§ Extrait source
Cette concurrence au mariage, fondée sur l’égalité et la liberté, impose un changement d’attitude de la part du législateur. À compter des années 70, il étend aux unions de fait les avantages accordés par certaines lois aux époux, par exemple, en matière de régime de retraite ou d’indemnisation des victimes des accidents du travail ou de la route. Cette reconnaissance s’accentue dans les années 80 et 90, entre autres par l’intervention des tribunaux et de l’article 15 de la Charte canadienne. Non seulement on accepte donc l’existence d’une pluralité conjugale, mais l’on assiste, sur la base des chartes, à une égalisation de statut entre les différents types d’union. Cette quête d’égalité s’est ensuite déplacée à la fin des années 1990 et au début des années 2000, vers les unions homosexuelles, lesquelles reçoivent le même traitement législatif que l’union de fait hétérosexuelle[33], avant la reconnaissance du mariage de même sexe partout au Canada en 2005[34]. Enfin, en 2002, le législateur définit à l’article 61.1 de la Loi d’interprétation[35] la notion de conjoint comme incluant, à moins que le contexte ne s’y oppose, le conjoint de fait. Ce changement a priori purement technique est en fait fondamental puisqu’il est la consécration de la reconnaissance, par le droit, de l’union de fait et de sa similarité de principe avec le mariage. Il participe aussi de la tendance à ne plus reconnaître dans le statut matrimonial un marqueur social déterminant, le vocable ne le distinguant même plus[36].
La juge L’Heureux-Dubé contribue de façon significative à cette évolution sur le fondement d’une conception fonctionnaliste de la notion de famille. Elle le fait d’abord dans sa dissidence dans l’arrêt Mossop (1993), qui portait sur la validité, au regard de la Loi canadienne sur les droits de la personne[37], d’une clause d’une convention collective du gouvernement fédéral qui reconnaissait un congé de quatre jours dans le cas du décès de son conjoint de fait de sexe opposé. Dans cet arrêt, la juge L’Heureux-Dubé conclut que la discrimination interdite sur le fondement de la « situation de famille » ne se limitait pas aux seules « familles qui ont un statut juridique reconnu[38] ». Elle ajoute que la famille ne se limite plus à la seule famille traditionnelle comportant un homme et une femme mariés avec des enfants et adoube cette approche fonctionnelle permettant « de dresser un tableau plus juste d’un plus grand nombre de groupes familiaux qui partagent des caractéristiques jugées essentielles dans des contextes spécifiques[39] ». Elle écrit :
Compte tenu de ce qui précède, il est intéressant de noter que, à certains égards, le débat sur la famille offre un faux choix à la société. On peut être en faveur de la famille sans rejeter pour autant les types de familles moins traditionnels. Ce n’est pas attaquer la famille que d’appuyer la protection des familles non traditionnelles. La famille traditionnelle n’est pas le seul type de famille, et les types de familles non traditionnels peuvent aussi véhiculer de véritables valeurs familiales[40].

§ Consignes
1 - D'après l'extrait sur l'union de fait, en quelle année le mariage de même sexe a-t-il été reconnu partout au Canada ?
2 - Reprenez l'extrait sur l'union de fait après sa dernière phrase et poursuivez-en la rédaction.
Le matériel qui suit provient d'une autre source.

§ Données fournies
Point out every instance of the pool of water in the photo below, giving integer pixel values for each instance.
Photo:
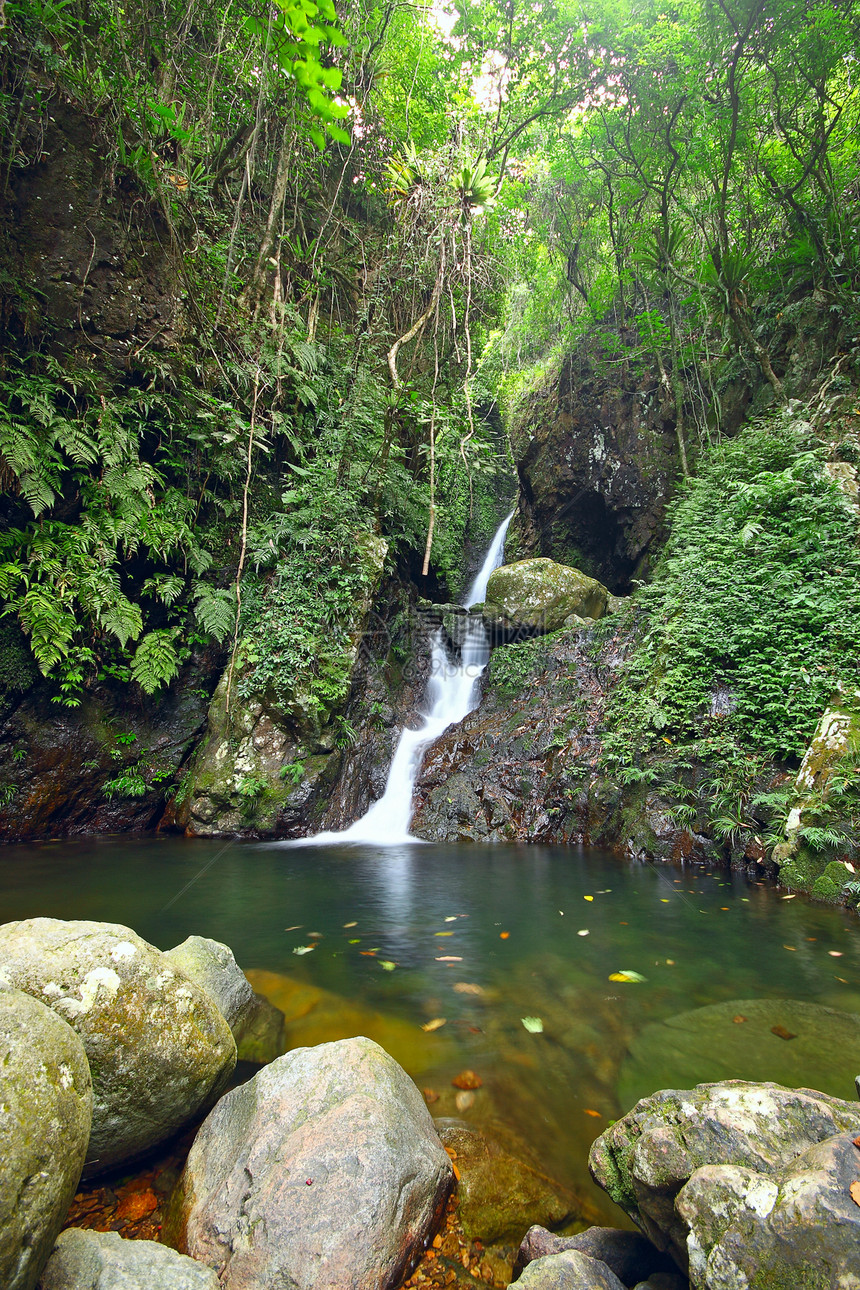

§ Réponses
1 - En 2005.

2 -
La juge L’Heureux-Dubé sera encore dissidente dans l’arrêt Egan[41], cette fois avec trois autres collègues, où elle considère que l’exclusion du conjoint de même sexe dans la définition de la Loi sur la sécurité de la vieillesse[42] est une discrimination non justifiée sur le fondement de l’orientation sexuelle. L’on apprend dans sa biographie que ses dissidences en faveur de la communauté lesbienne, gaie, bisexuelle, trans, queer ou plus (LGBTQ+) lui ont d’ailleurs valu le surnom de « Queen of the gays[43] ». Elles auront aussi indéniablement participé à l’évolution de la jurisprudence de la Cour suprême en la matière[44], laquelle culmine en 1999 dans l’arrêt M. c. H. où elle souscrit aux motifs des juges Cory et Iacobucci et où la Cour suprême, par une majorité de huit juges, conclut que la limitation dans la Loi sur le droit de la famille[45] ontarienne de l’obligation alimentaire aux seuls conjoints de fait hétérosexuels est discriminatoire[46].
La juge L’Heureux-Dubé signe également une forte opinion concurrente dans l’arrêt Miron, qui a été rendu le même jour que l’arrêt Egan et qui marque, comme l’affirme le professeur Goubau, un tournant décisif quant au statut des conjoints de fait[47]. Dans cet arrêt, la Cour suprême, par une majorité de cinq juges contre quatre, conclut que la limitation aux seuls conjoints mariés de l’indemnité de la Loi sur les assurances[48] ontarienne était discriminatoire sur le motif analogue de l’état matrimonial. Tout comme sa collègue la juge McLachlin, qui signe l’opinion majoritaire, la juge L’Heureux-Dubé remet en question le fondement volontariste de la distinction entre le régime légal du mariage et celui de l’union de fait. Non seulement elle doute que la raison de se marier ou non repose sur une logique contractualiste, mais elle souligne que cette volonté doit être mutuelle, laissant à l’un ou l’autre des conjoints une sorte de droit de veto.
Cette série d’arrêts, dans lesquels la juge L’Heureux-Dubé joue un rôle déterminant, participe à consacrer l’union de fait comme un mode alternatif de conjugalité. Si l’arrêt Miron, tout particulièrement, établit la nécessité de traiter les conjoints de fait comme les couples mariés dans leur relation avec les tiers, au nom d’une logique de similitude fonctionnelle, la question des effets entre les conjoints demeure. L’union de fait a rejoint le droit, et il revient au législateur de concilier son objectif de protection du conjoint vulnérable, d’une part, et du respect de la liberté des conjoints de fait, d’autre part.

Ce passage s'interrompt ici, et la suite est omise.